#### [The records]
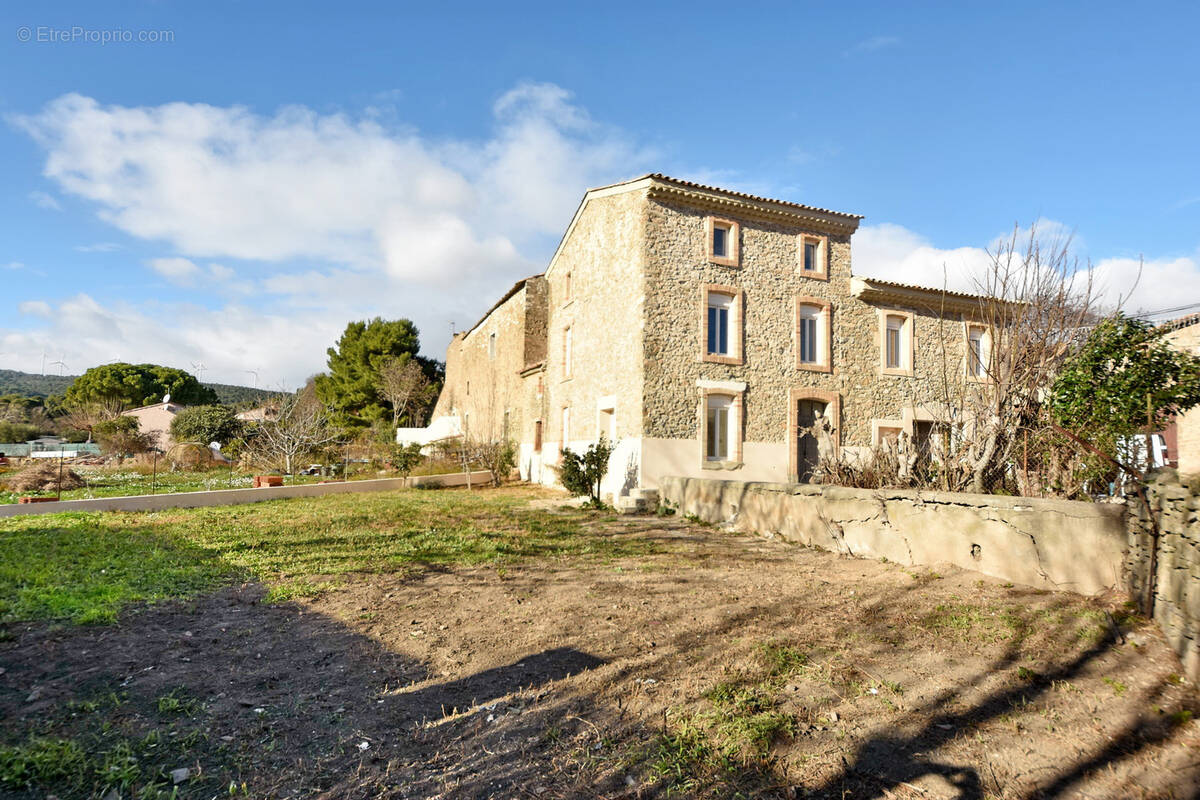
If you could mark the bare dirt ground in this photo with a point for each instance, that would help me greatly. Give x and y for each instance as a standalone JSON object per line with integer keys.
{"x": 723, "y": 666}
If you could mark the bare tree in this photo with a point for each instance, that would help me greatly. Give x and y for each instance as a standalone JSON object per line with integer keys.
{"x": 1032, "y": 305}
{"x": 1036, "y": 302}
{"x": 299, "y": 427}
{"x": 403, "y": 384}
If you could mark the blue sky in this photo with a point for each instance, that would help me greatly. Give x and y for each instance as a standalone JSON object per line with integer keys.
{"x": 233, "y": 196}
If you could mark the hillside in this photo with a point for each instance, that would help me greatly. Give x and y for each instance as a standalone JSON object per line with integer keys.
{"x": 34, "y": 385}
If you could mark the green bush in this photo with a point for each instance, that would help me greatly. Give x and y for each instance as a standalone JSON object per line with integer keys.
{"x": 581, "y": 474}
{"x": 18, "y": 432}
{"x": 120, "y": 435}
{"x": 205, "y": 423}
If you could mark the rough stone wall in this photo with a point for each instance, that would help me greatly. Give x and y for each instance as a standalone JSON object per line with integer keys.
{"x": 479, "y": 389}
{"x": 677, "y": 268}
{"x": 1175, "y": 579}
{"x": 1030, "y": 541}
{"x": 537, "y": 319}
{"x": 604, "y": 257}
{"x": 1188, "y": 423}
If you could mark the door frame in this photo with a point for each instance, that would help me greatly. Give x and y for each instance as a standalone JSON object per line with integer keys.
{"x": 832, "y": 401}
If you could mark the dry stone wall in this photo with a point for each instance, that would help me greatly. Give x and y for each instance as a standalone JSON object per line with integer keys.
{"x": 1164, "y": 563}
{"x": 1030, "y": 541}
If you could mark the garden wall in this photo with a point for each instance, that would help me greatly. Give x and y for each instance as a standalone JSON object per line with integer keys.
{"x": 1169, "y": 573}
{"x": 1047, "y": 543}
{"x": 239, "y": 497}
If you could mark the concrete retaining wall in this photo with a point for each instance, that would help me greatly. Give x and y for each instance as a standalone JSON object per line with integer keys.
{"x": 239, "y": 497}
{"x": 1047, "y": 543}
{"x": 1174, "y": 583}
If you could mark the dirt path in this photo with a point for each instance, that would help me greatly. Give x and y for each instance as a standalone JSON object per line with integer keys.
{"x": 723, "y": 665}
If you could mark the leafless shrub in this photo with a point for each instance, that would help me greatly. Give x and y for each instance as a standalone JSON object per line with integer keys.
{"x": 300, "y": 426}
{"x": 45, "y": 476}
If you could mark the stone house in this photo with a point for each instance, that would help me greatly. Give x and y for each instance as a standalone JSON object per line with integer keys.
{"x": 155, "y": 420}
{"x": 706, "y": 331}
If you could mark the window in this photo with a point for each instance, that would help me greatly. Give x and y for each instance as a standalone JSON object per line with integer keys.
{"x": 723, "y": 246}
{"x": 807, "y": 408}
{"x": 808, "y": 334}
{"x": 719, "y": 408}
{"x": 895, "y": 332}
{"x": 813, "y": 257}
{"x": 897, "y": 343}
{"x": 720, "y": 324}
{"x": 813, "y": 335}
{"x": 978, "y": 352}
{"x": 567, "y": 353}
{"x": 719, "y": 307}
{"x": 719, "y": 423}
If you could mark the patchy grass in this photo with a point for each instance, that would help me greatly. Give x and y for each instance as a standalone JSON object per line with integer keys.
{"x": 85, "y": 567}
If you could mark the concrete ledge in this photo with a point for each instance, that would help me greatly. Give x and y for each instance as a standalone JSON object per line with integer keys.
{"x": 239, "y": 497}
{"x": 1047, "y": 543}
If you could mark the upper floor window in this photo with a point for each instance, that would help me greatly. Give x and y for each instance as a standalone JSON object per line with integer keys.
{"x": 978, "y": 352}
{"x": 720, "y": 307}
{"x": 897, "y": 330}
{"x": 808, "y": 334}
{"x": 567, "y": 352}
{"x": 813, "y": 257}
{"x": 721, "y": 324}
{"x": 813, "y": 335}
{"x": 724, "y": 241}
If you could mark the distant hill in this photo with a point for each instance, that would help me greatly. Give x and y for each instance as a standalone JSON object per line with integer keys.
{"x": 34, "y": 385}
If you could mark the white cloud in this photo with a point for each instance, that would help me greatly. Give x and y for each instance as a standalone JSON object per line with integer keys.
{"x": 871, "y": 44}
{"x": 1150, "y": 286}
{"x": 894, "y": 253}
{"x": 235, "y": 338}
{"x": 180, "y": 271}
{"x": 227, "y": 182}
{"x": 221, "y": 272}
{"x": 35, "y": 307}
{"x": 45, "y": 200}
{"x": 330, "y": 218}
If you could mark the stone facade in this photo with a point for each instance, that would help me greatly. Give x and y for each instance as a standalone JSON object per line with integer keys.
{"x": 1031, "y": 541}
{"x": 485, "y": 386}
{"x": 1170, "y": 571}
{"x": 617, "y": 347}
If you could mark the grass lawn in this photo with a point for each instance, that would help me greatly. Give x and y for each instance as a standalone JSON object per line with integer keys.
{"x": 85, "y": 567}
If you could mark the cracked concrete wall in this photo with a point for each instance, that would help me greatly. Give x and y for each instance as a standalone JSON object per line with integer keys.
{"x": 1047, "y": 543}
{"x": 1176, "y": 573}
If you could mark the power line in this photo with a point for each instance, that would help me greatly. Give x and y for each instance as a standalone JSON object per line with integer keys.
{"x": 1167, "y": 311}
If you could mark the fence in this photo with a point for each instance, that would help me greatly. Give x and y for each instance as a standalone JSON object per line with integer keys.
{"x": 52, "y": 450}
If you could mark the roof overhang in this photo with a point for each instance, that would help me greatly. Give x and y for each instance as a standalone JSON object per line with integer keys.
{"x": 888, "y": 293}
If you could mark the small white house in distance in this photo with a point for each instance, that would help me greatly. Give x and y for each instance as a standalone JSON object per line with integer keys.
{"x": 444, "y": 427}
{"x": 156, "y": 420}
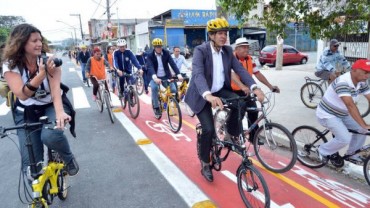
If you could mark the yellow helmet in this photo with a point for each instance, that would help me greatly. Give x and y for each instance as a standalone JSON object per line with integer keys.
{"x": 218, "y": 24}
{"x": 157, "y": 42}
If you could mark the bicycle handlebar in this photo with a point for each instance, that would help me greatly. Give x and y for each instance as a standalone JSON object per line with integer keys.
{"x": 43, "y": 120}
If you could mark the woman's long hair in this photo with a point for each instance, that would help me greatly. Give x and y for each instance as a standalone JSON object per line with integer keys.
{"x": 14, "y": 52}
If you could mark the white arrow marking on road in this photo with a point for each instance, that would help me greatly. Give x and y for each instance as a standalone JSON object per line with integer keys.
{"x": 4, "y": 109}
{"x": 256, "y": 194}
{"x": 79, "y": 98}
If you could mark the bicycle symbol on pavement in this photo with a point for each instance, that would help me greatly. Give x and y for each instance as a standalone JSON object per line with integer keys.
{"x": 164, "y": 127}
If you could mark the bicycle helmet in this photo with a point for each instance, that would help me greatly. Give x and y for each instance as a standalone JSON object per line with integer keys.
{"x": 157, "y": 42}
{"x": 121, "y": 42}
{"x": 218, "y": 24}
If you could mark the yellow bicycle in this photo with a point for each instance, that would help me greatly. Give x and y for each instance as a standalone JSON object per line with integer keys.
{"x": 51, "y": 181}
{"x": 168, "y": 103}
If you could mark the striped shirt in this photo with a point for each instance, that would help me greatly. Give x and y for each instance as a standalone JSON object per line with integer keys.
{"x": 332, "y": 105}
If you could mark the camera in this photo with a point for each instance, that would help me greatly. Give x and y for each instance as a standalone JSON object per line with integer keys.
{"x": 58, "y": 62}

#### [Work task]
None of the pictures should appear; repeat the records exactly otherwise.

#### [Answer section]
If you could mark the bare dirt ground in this photo with a point for each instance, that would help me greatly. Give x and y for each instance as a standalone JSON object per line with integer keys.
{"x": 723, "y": 666}
If you could mark the bare tree in this photo with a point for each instance, that would help me greatly. Give x and y for each instance as a standalone JSON object per line with integer keys.
{"x": 1032, "y": 305}
{"x": 1036, "y": 302}
{"x": 299, "y": 427}
{"x": 403, "y": 384}
If you could mark the blue sky in this photo with a point for each instance, that would help me greatly. Give x and y for each instance as a standalone JSON object per line with integer keys.
{"x": 233, "y": 196}
If you could mark the hillside in this photo with a point for each instance, that would help me greatly. Give x and y for each instance as a standalone JSON object per line with integer keys.
{"x": 34, "y": 385}
If you could mark the green bush in this photo with a point for each instance, that would help me greatly. Give x and y for each instance as a standalone JSON object per line with integer keys.
{"x": 581, "y": 474}
{"x": 18, "y": 432}
{"x": 120, "y": 435}
{"x": 205, "y": 423}
If you could mark the rough stone wall in this photo with a point for each instance, that would help me greatly. Give x and y for each instance as a standalone JSON object per line with integer keys.
{"x": 479, "y": 389}
{"x": 677, "y": 268}
{"x": 1175, "y": 579}
{"x": 1030, "y": 541}
{"x": 537, "y": 319}
{"x": 604, "y": 257}
{"x": 1188, "y": 423}
If you could mark the door frame in this photo with a point for each instance, that would help me greatly. Give x and y for each instance as a standalone JSON object per line with integer keys.
{"x": 832, "y": 401}
If you could mark the dry stone wall in this photo with a point for each instance, that would help me greatly. Give x and y for each instance as a standalone JSON object per line with integer keys.
{"x": 1164, "y": 563}
{"x": 1030, "y": 541}
If you could mark the garden wall in this photo with a point for each instance, that would help me greatly. Give x and y for each instance as a standalone JSON object per line with integer keys.
{"x": 1169, "y": 573}
{"x": 1047, "y": 543}
{"x": 239, "y": 497}
If you could mark the concrete retaining wall in this photo with a point for each instance, that would help me greatly. Give x and y for each instance as a standalone JSON object per line with integer keys.
{"x": 239, "y": 497}
{"x": 1047, "y": 543}
{"x": 1174, "y": 583}
If you could mark the dirt path in this photo with a point for each instance, that would help me greatly. Give x and y for each instance as a standalone JSON object per line with integer keys.
{"x": 723, "y": 665}
If you could mark the leafless shrub in this photo with a point for each instance, that would help me greatly. Give x and y for each instance as a standalone JSON object per line with integer keys.
{"x": 300, "y": 426}
{"x": 45, "y": 476}
If you could mark the stone house in this photo with a point for each instance, that would help me greatly. Give x and y for each instance as a standalone JSON object per line with integer keys.
{"x": 155, "y": 420}
{"x": 706, "y": 331}
If you could mark the window in this photo with a point for each instance, that would help me greatly. Give x and y for each instance as a standalone JSON object per line with integer keys.
{"x": 723, "y": 246}
{"x": 807, "y": 408}
{"x": 808, "y": 334}
{"x": 719, "y": 408}
{"x": 895, "y": 332}
{"x": 813, "y": 257}
{"x": 897, "y": 343}
{"x": 720, "y": 324}
{"x": 813, "y": 335}
{"x": 978, "y": 352}
{"x": 567, "y": 353}
{"x": 719, "y": 307}
{"x": 719, "y": 423}
If you could mark the patchy grass in this photo with a point for each instance, that would help me greatly. Give x and y for each instance as a standalone JSON object per line with integer keys.
{"x": 85, "y": 567}
If you could mark the concrete ledge in this photo with a point for each instance, that would help me greatly. Give x and y for each instance as a standalone JSON object per line with integer keys.
{"x": 239, "y": 497}
{"x": 1047, "y": 543}
If you could mark the upper floor window in this photo with a point for each instance, that would help me greatly. Give x and y for each instance as a standalone JSON object per line with integer keys.
{"x": 978, "y": 352}
{"x": 720, "y": 307}
{"x": 897, "y": 330}
{"x": 808, "y": 334}
{"x": 567, "y": 352}
{"x": 813, "y": 257}
{"x": 721, "y": 324}
{"x": 813, "y": 335}
{"x": 724, "y": 241}
If you could mark the distant hill in this photo with a point for each instance, that would help me greatly. Give x and y for each instance as a standalone JSON object per line with integer keys.
{"x": 34, "y": 385}
If you could mark the white cloud in this photo with a point for each instance, that would help me greatly. Give x and y for each instance as a standalone JSON object per line with integer keys.
{"x": 871, "y": 44}
{"x": 1150, "y": 286}
{"x": 894, "y": 253}
{"x": 235, "y": 338}
{"x": 180, "y": 271}
{"x": 227, "y": 182}
{"x": 221, "y": 272}
{"x": 35, "y": 307}
{"x": 45, "y": 200}
{"x": 330, "y": 218}
If you could mark the stone facade in this photo with a point for each instance, that would help me greatly. Give x and y for each instance as a standalone JSON object per line with integer keys.
{"x": 1031, "y": 541}
{"x": 485, "y": 386}
{"x": 1170, "y": 571}
{"x": 617, "y": 347}
If you could mark the grass lawn in this photo with a point for each instance, that would help me greatly. Give x and y for each instance as a standalone JSON object per line with integer keys.
{"x": 85, "y": 567}
If you could mark the cracked concrete wall in this photo with a point for each instance, that would help me greatly. Give x and y for each instance as a standalone JSON object per line with integer keys.
{"x": 1047, "y": 543}
{"x": 1176, "y": 573}
If you could mark the power line in this photo with a point for each instance, that would help me greatly. Give x and y for each instance as a standalone JSON object per line with integer keys.
{"x": 1167, "y": 311}
If you could mark the fence in this photo with a point for each instance, that would help me greatly. Give x and y for each instance as a standalone JSON object per line with integer keys.
{"x": 52, "y": 450}
If you could mark the roof overhang in this photo with a point for each instance, that would help me greatly. Give x and y for each instance as a standalone JSON object per line with integer keys.
{"x": 888, "y": 293}
If you could mark the small white house in distance in this photo with a point for each instance, that would help me greatly. Give x and y for each instance as a standalone JSON object per line with integer keys.
{"x": 444, "y": 427}
{"x": 156, "y": 420}
If you could mark the yellow helmet in this photo with a point for each instance, that would help me greatly. Give x and y for each instance as a standalone JSON object per line with integer keys.
{"x": 218, "y": 24}
{"x": 157, "y": 42}
If you could mark the bicycle handlebar in this photo with a point for each instance, that would help me greatly. Give x and y for each instance as a standalone JSON object per line with integer keys.
{"x": 43, "y": 120}
If you could mark the woman's long hair in this photo with a point for each instance, that would help me greatly. Give x and y for each instance as a standalone JSON object per line with integer keys.
{"x": 14, "y": 52}
If you could mark the white arrow marking on road in this photo with a point for each instance, that would help me greatly. Give x and y for each instance as a standalone JSON object per line with integer keys.
{"x": 4, "y": 109}
{"x": 256, "y": 194}
{"x": 79, "y": 98}
If you could mark the bicycle symbol on pavement in this photo with a point for each instance, that would help me greatly. Give x and y for each instance as a standalone JSON object per line with integer keys.
{"x": 164, "y": 127}
If you could mark the bicycle helmet in this photo with a point for each instance, that would help me greatly. Give x and y for each instance as a standalone JSON object per line with integer keys.
{"x": 157, "y": 42}
{"x": 121, "y": 42}
{"x": 218, "y": 24}
If you could mark the yellow bicycle in this photo with a point for each instance, that would help me greatly. Give x and y for each instance as a standalone JSON object per line with integer keys.
{"x": 51, "y": 181}
{"x": 168, "y": 103}
If you could mark the striped shirt in this photo with a point for each instance, that would help me greatly. Give x and y for each instance as a standalone JSON object per line with integer keys.
{"x": 332, "y": 105}
If you could mark the camera in this photo with a point for each instance, that would help me greatly. Give x and y for each instance as a standalone JSON object per line with integer keys.
{"x": 58, "y": 62}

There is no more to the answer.